## ARBEITSANWEISUNG
Führe den Text über die Ausgabe 2/2020 der deutschen Tango-Zeitschrift im Anschluss an seinen letzten Satz weiter.

## AUSGANGSTEXT
-=-=-=-=-

Dass es eine besondere Ausgabe ist, signalisiert schon das erste Durchblättern: Keine 100 Seiten (Normalumfang) umfasst die Nr. 2/2020, sondern nur 92. Wenn ich mich nicht verzählt habe, ist es beim üblichen Umfang des Anzeigenteils geblieben. Aber der redaktionelle Part ist ein wenig geschrumpft. Offenbar will die Redaktion vorsorglich auf den erwarteten Rückgang der Einnahmen Rücksicht nehmen. Der Terminteil, auf den sie so stolz ist, dürfte sich zum guten Teil als Makulatur erweisen.
Wie in Buenos Aires lautet das wichtigste Wort auch in der deutschen Tangogemeinde: “Cancelado – abgesagt!” Deshalb verweist die Redaktion in ihrem Editorial auf die Online-Version. Viel mehr Rücksicht auf die Aktualität kann eine Viertel-Jahres-Zeitschrift nicht nehmen. Die Einführung wird stets zuletzt in Heft gehoben. Aber auch diesem Text ist das Alter anzumerken. Das Ausmaß der Katastrophe war noch nicht abzusehen, als es geschrieben wurde. Die Frage, warum das Virus die Menschen mehr besorgt als die Klimakrise, wird heute auch nicht mehr ernsthaft gestellt. Die katastrophale Realität hat sie beantwortet.
Die Welt des Tango ist gerade voller Spendenaufrufe. Ich will keinen hinzufügen. Ich werbe an dieser Stelle dafür, die einzige deutsche Tango-Zeitschrift zu unterstützen. Ich habe immer wieder einiges an ihr zu kritisieren. Ich finde nicht alle Artikel interessant. Aber ich finde in jeder Ausgabe so viel, dass ich mich vier Mal im Jahr auf das neue Heft freue (nicht bloß, weil ich selbst ab und an drin zu lesen bin). Das Jahresabonnement kostet 38 Euro (Einzelheft 9,50 Euro). Zu bestellen ist es bei office@tangodanza.de
Aber zurück zum Heft. Und zum Tango. Wie meistens, wenn ich durch eine Ausgabe führe, haben meine Lieblingsartikel mit Musik zu tun:
– Ein Bericht über die Gruppe “Sonico” und Eduardo Rovira, den großen (leider) unbekannten Avantgardisten des Tango.

-=-=-=-=-

## ROHDATEN
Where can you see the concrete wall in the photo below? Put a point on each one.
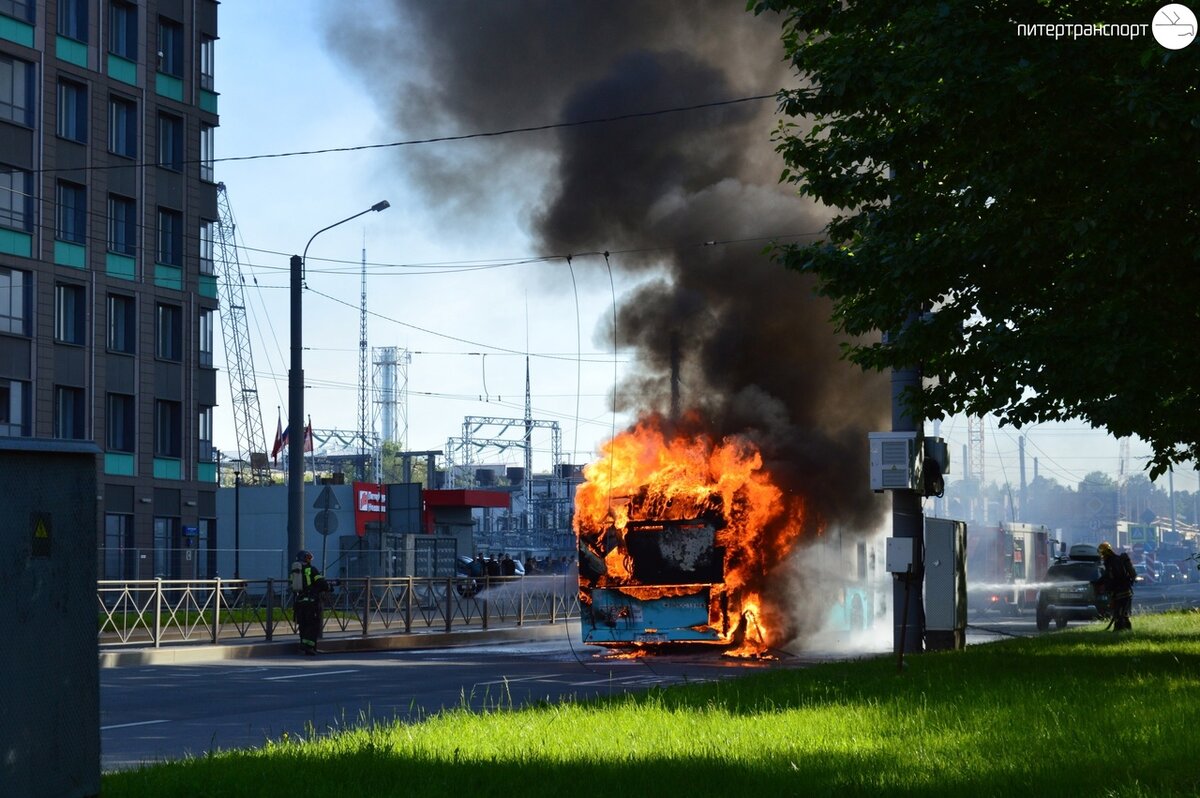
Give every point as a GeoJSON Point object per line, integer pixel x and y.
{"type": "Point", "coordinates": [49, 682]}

-=-=-=-=-

## ERGEBNIS
– Ein Artikel über die junge Tango-Avantgarde in Buenos Aires.
– Arndt Büssings Erinnerung: 15 Jahre “Emigrante (elecrotango)” von Tanghetto
– Die Vorstellung des neoklassischen Orchetsers “San Souci”.
Gern nutze ich meinen wie immer höchst subjektiven Streifzug für einige musikalische Kostproben, wie sie eine gedruckte Zeitschrift eben nicht bieten kann.
ROVIRA/SONICO: Ich bin auf Eduardo Rovira und diese Gruppe durch die FB-Aktivitäten ihres Bassisten Ariel Eberstein gestoßen. https://www.facebook.com/ariel.eberstein. Ich höre sie, aber auch die Originale des Meisters auf Youtube immer wieder gern. Am Schluss des Artikels wird auf ein Projekt verwiesen, das zeigt: Die fünf (manchmal auch vier) verstehen sich nicht nur als Kuratoren der Avantgarde von gestern, sondern machen auch bei aktuellen Neuigkeiten mit. Die französische Premiere der Show “The Heart is the Muscle We Like to Work Out” ist allerdings wie so vieles Corona zum Opfer gefallen. Wer noch mehr über Rovira erfahren möchte, sollte hier auf Todotango nachschlagen. https://www.todotango.com/english/artists/biography/836/Eduardo-Rovira/
Für die Musiker ist Rovira “Der wichtigste unberühmte Komponist der Welt”. So heißt auch der Artikel.
Eine Einschränkung muss ich allerdings beim Lob dieses informativen Textes machen. Eduardo Rovira, der so wenig mit Tangotanzen zu tun haben wollte, hat nämlich einen Hit geschrieben, der auch Tänzern bekannt ist (oder bekannt sein sollte): “A Evaristo” Carriego” – ein Klassiker aus dem Repertoire des “reifen” Osvaldo Pugliese, wie Michael Lavocah sich ausdrückt. Carlos Gavito und Marcella Duran haben diese Musik in der Show “Forever Tango” beispielhaft interpretiert. Der Tanz stellt eine “Signature Performance” ihres Schaffens dar (siehe: Lavocah, Osvaldo Pugliese, S. 184). Warum der TD-Artikel darauf nicht wenigstens kurz eingeht, ist mir ein Rätsel – zumal diese Ausgabe einen Artikel über die Tournee einer neuen Version der Show enthält.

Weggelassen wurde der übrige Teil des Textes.